Set of tasks:
A. From the BioNeMo Recipes setup text, output the part that opens with the words containing "## ESM2 Training" and closes with "to be trained.".
B. List every shell command in the bash block of the BioNeMo Recipes setup text.
C. Take the BioNeMo Recipes setup text further, picking up right after its last sentence.

Text passage:

To start using BioNeMo Recipes, you will need to clone BioNeMo Framework from github and install the `requirements.txt` for your desired recipe. 

This example uses the [`esm2_native_te` recipe from BioNeMo Recipes](https://github.com/NVIDIA/bionemo-framework/tree/main/bionemo-recipes/recipes/esm2_native_te).


In [None]:
%%bash
git clone https://github.com/NVIDIA/bionemo-framework.git
cd bionemo-framework/bionemo-recipes/recipes
pip install -r esm2_native_te/requirements.txt

## ESM2 Training with Megatron FDSP

The ESM2 training recipe has support for the following parallelism strategies:
* [Distributed Data Parallelism (DDP)](https://docs.pytorch.org/docs/stable/generated/torch.nn.parallel.DistributedDataParallel.html) - The full model is replicated onto each gpu and data is batched and split amongst the GPUs
* [Fully Sharded Data Paralleism (FSDP2)](https://docs.pytorch.org/docs/stable/distributed.fsdp.fully_shard.html) - The model parameters, gradients and optimizer states are all sharded. This allows for models that do not fit on a single GPU to be trained.

Lines from a pointing dataset:
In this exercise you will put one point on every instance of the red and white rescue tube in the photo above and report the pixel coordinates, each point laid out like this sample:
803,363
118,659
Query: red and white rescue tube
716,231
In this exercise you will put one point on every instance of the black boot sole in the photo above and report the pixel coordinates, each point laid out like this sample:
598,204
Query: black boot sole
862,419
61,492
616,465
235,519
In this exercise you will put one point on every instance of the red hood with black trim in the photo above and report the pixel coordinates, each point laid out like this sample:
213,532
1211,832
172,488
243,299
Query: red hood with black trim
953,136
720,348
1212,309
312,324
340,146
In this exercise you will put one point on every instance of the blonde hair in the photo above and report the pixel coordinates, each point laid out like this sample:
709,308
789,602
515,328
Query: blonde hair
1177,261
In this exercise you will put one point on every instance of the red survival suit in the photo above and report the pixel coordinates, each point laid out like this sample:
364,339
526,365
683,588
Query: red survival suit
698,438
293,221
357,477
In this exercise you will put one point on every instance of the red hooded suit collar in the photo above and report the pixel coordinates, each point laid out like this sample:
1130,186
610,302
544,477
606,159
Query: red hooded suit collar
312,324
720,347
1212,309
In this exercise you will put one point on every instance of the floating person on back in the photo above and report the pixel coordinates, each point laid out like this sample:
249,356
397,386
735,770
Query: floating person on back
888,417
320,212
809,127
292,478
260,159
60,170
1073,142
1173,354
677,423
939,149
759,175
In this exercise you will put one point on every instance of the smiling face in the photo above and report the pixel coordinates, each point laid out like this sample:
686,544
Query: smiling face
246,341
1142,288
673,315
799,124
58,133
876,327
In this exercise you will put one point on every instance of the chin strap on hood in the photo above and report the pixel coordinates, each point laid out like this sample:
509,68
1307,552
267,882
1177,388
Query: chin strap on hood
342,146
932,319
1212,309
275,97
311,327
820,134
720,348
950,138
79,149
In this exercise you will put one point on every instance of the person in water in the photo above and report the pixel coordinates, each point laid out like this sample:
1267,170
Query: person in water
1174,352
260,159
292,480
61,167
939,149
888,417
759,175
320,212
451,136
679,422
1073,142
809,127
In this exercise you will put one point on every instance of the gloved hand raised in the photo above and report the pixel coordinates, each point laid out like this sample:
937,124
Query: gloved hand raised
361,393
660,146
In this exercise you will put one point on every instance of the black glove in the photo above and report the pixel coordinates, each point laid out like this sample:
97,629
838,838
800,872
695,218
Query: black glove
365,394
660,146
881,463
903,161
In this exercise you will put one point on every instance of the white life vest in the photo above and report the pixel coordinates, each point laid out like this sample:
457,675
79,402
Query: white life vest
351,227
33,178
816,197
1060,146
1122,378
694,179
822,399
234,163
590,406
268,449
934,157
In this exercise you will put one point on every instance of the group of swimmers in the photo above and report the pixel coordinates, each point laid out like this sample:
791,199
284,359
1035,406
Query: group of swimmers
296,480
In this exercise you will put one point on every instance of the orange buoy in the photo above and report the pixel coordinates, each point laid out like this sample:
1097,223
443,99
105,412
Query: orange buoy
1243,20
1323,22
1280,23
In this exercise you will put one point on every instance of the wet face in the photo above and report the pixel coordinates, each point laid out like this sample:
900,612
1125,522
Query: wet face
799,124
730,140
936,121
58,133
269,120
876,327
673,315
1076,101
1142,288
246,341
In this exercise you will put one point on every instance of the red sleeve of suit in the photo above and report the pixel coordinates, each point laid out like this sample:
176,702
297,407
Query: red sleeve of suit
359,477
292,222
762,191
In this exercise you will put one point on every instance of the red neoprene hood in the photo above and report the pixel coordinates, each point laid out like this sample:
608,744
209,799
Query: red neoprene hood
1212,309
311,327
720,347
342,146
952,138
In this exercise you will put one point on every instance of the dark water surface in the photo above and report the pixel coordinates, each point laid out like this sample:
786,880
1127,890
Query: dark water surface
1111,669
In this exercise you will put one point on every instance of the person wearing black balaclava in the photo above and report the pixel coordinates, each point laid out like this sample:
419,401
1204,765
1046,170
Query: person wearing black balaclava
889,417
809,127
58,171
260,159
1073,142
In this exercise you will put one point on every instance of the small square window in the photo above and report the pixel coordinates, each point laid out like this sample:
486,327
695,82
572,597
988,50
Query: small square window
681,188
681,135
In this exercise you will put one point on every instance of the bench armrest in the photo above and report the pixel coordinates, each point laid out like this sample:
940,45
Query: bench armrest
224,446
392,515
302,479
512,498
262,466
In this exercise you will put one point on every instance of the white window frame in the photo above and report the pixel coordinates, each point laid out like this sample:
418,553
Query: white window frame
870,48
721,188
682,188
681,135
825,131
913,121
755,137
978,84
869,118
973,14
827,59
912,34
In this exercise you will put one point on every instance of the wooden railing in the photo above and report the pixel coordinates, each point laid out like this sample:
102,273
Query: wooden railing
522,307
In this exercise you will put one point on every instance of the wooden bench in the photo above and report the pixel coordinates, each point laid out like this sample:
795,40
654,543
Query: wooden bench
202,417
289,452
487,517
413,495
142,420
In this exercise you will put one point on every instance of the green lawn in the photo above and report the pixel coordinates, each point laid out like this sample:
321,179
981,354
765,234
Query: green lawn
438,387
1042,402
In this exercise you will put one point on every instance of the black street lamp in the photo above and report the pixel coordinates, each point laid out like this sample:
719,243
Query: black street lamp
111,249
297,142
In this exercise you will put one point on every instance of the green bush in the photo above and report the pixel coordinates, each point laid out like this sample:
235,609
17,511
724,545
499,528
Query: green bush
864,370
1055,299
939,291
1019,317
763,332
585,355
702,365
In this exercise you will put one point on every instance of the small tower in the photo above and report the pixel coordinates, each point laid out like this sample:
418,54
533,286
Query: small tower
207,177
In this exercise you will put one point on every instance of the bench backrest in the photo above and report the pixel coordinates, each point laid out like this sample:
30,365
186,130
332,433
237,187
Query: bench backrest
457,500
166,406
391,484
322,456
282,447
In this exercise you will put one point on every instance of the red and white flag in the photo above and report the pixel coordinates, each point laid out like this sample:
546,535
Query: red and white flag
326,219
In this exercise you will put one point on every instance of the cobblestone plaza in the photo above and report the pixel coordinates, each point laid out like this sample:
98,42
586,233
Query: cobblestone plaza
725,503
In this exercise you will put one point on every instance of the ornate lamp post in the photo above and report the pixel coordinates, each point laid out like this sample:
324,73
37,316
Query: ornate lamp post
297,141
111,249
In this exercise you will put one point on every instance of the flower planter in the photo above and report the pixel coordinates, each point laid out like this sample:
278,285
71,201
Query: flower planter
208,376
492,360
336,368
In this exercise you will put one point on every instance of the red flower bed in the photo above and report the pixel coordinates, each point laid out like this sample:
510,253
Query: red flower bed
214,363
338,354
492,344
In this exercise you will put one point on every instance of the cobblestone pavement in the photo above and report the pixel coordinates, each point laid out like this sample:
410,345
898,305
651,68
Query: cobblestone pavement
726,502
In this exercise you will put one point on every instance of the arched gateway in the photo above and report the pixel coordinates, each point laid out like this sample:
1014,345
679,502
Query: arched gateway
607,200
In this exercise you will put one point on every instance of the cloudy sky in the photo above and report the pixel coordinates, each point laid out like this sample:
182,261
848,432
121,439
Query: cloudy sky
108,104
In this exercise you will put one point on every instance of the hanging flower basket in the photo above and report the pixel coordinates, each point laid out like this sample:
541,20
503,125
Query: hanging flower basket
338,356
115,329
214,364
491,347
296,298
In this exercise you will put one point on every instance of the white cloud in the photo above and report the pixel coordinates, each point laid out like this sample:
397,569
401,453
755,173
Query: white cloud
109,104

Responses by task:
A.
## ESM2 Training with Megatron FDSP

The ESM2 training recipe has support for the following parallelism strategies:
* [Distributed Data Parallelism (DDP)](https://docs.pytorch.org/docs/stable/generated/torch.nn.parallel.DistributedDataParallel.html) - The full model is replicated onto each gpu and data is batched and split amongst the GPUs
* [Fully Sharded Data Paralleism (FSDP2)](https://docs.pytorch.org/docs/stable/distributed.fsdp.fully_shard.html) - The model parameters, gradients and optimizer states are all sharded. This allows for models that do not fit on a single GPU to be trained.

B.
git clone https://github.com/NVIDIA/bionemo-framework.git
cd bionemo-framework/bionemo-recipes/recipes
pip install -r esm2_native_te/requirements.txt

C.
* [Megatron-FSDP (mFSDP)](https://github.com/NVIDIA/Megatron-LM/tree/main/megatron/core/distributed/fsdp/src) - An NVIDIA implementation of FSDP that provides up to a 25% speed up and 23% memory savings compared to FSDP2

In this example, we will be showing training with mFSDP; however, DDP and FSDP2 can be used by replacing `train_mfsdp` with `train_ddp.py` and `train_fsdp2.py` respectively.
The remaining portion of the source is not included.